* [Exercise A]: In the census ruling article, which court's panel issued the ruling?
* [Exercise B]: Please transcribe the part of the census ruling article that opens with the words containing "The ruling by" and closes with "part of it.".

Supplied text section start

ORLANDO, Fla. (AP) - A panel of three appellate judges on Wednesday upheld a lower court order allowing the 2020 head count of every U.S. resident to continue through October. But the panel struck down a provision that had suspended a year-end deadline for submitting figures used to decide how many congressional seats each state gets.
The ruling by the Ninth Circuit Court of Appeals panel in San Francisco upheld part of U.S. District Judge Lucy Koh’s preliminary injunction last month, and rejected part of it.
Koh’s preliminary injunction suspended a Sept. 30 deadline for finishing the 2020 census and a Dec. 31 deadline for submitting numbers used to determine how many congressional seats each state gets - a process known as apportionment. Because of those actions, the deadlines reverted back to a previous Census Bureau plan that had field operations ending Oct. 31 and the reporting of apportionment figures at the end of April.
By issuing the injunction, Koh sided with a coalition of civil rights groups and local governments which had sued the Trump administration, arguing minorities and others in hard-to-count communities would be missed if the counting ended in September instead of October. But Trump administration attorneys had argued the Census Bureau was obligated to meet the congressionally mandated requirement to turn in apportionment numbers by Dec. 31.

Supplied text section end
Provided records section start

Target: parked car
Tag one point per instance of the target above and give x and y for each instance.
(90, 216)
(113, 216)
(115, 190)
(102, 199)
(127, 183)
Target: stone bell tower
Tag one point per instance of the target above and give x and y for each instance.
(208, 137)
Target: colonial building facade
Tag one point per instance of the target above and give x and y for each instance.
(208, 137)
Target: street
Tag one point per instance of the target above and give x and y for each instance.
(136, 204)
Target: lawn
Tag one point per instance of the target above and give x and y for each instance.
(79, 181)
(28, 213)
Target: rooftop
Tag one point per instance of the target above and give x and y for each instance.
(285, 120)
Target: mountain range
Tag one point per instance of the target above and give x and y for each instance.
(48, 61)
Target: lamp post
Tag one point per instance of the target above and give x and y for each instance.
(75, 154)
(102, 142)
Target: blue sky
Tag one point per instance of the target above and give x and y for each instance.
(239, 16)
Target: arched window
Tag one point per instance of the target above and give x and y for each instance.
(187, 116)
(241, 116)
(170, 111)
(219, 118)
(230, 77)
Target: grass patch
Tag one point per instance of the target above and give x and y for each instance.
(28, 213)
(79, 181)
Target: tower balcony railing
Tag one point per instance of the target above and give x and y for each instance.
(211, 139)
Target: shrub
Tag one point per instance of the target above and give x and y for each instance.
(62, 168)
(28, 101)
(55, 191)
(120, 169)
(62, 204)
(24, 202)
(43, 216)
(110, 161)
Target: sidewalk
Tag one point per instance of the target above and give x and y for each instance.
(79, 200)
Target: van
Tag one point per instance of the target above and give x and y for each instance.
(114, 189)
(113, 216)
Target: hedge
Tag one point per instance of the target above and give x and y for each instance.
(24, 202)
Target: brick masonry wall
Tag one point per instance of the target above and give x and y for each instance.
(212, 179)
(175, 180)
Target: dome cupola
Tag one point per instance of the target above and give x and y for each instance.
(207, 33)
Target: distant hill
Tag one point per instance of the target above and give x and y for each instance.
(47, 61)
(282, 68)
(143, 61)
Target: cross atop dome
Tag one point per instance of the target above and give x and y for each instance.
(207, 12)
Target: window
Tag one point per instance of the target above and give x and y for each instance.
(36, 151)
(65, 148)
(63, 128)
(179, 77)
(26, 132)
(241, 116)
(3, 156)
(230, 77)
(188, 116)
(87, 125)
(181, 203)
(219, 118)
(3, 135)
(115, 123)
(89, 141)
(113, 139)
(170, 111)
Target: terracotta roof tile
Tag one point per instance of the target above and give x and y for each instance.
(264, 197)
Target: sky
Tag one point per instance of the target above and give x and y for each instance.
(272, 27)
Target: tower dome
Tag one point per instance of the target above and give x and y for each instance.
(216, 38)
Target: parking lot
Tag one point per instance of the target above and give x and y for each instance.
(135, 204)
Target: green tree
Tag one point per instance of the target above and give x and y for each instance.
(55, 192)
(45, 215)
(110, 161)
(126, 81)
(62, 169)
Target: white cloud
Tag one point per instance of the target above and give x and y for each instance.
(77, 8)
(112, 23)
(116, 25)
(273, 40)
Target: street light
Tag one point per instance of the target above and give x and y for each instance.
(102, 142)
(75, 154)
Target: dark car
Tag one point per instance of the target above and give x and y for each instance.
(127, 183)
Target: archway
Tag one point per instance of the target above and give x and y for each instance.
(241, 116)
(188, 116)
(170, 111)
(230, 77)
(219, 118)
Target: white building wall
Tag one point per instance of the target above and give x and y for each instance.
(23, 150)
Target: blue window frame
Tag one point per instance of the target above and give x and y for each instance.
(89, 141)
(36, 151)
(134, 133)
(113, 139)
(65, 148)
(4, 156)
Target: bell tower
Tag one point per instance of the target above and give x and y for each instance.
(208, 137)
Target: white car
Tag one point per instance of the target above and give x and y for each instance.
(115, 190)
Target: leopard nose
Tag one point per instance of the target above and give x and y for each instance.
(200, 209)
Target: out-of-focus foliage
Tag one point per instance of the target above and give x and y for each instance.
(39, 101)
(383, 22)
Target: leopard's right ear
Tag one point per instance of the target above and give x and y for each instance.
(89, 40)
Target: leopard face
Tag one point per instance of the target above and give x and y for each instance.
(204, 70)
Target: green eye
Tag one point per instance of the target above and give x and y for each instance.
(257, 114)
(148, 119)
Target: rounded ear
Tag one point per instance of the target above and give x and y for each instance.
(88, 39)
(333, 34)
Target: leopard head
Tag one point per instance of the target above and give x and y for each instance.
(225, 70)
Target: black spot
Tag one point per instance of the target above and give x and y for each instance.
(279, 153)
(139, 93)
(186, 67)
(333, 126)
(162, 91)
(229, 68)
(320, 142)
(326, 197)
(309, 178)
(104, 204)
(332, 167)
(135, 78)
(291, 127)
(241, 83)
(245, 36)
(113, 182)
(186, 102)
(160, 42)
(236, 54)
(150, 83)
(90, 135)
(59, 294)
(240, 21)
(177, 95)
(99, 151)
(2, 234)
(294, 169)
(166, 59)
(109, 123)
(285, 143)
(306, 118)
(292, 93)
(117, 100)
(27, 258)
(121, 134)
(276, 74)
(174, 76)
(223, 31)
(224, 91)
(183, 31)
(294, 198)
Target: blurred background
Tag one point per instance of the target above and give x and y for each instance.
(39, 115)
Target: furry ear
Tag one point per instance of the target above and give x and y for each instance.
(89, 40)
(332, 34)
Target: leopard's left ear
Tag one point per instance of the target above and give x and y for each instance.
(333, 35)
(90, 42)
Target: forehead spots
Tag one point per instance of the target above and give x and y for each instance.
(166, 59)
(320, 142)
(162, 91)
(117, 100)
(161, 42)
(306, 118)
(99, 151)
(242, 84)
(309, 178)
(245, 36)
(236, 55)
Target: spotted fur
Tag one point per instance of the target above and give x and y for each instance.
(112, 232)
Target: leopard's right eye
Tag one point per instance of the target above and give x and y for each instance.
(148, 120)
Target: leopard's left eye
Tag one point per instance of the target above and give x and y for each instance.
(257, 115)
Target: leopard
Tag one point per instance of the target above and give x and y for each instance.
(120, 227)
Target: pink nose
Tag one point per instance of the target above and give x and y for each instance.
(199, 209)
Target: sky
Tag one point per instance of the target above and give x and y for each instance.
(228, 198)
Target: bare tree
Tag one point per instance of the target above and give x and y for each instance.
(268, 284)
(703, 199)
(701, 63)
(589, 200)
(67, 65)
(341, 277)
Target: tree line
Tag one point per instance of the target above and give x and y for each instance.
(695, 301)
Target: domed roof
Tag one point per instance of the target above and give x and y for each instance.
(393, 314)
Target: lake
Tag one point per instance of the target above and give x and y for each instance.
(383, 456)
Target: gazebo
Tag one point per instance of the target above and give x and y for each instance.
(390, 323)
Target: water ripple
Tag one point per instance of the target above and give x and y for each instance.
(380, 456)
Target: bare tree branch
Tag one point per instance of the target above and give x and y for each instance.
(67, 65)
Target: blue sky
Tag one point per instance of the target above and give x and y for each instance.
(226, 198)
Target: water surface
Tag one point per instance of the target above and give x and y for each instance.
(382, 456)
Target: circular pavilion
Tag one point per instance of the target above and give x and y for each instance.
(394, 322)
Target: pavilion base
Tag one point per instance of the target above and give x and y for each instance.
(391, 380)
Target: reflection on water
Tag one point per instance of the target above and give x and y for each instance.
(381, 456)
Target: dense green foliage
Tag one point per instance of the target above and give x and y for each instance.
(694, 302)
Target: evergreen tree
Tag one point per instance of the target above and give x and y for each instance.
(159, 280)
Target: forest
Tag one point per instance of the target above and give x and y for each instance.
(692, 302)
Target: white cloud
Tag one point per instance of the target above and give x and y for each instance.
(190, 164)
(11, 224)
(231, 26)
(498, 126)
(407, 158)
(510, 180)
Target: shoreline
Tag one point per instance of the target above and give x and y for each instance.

Provided records section end

* [Your solution A]: A panel of the Ninth Circuit Court of Appeals in San Francisco.

* [Your solution B]:
The ruling by the Ninth Circuit Court of Appeals panel in San Francisco upheld part of U.S. District Judge Lucy Koh’s preliminary injunction last month, and rejected part of it.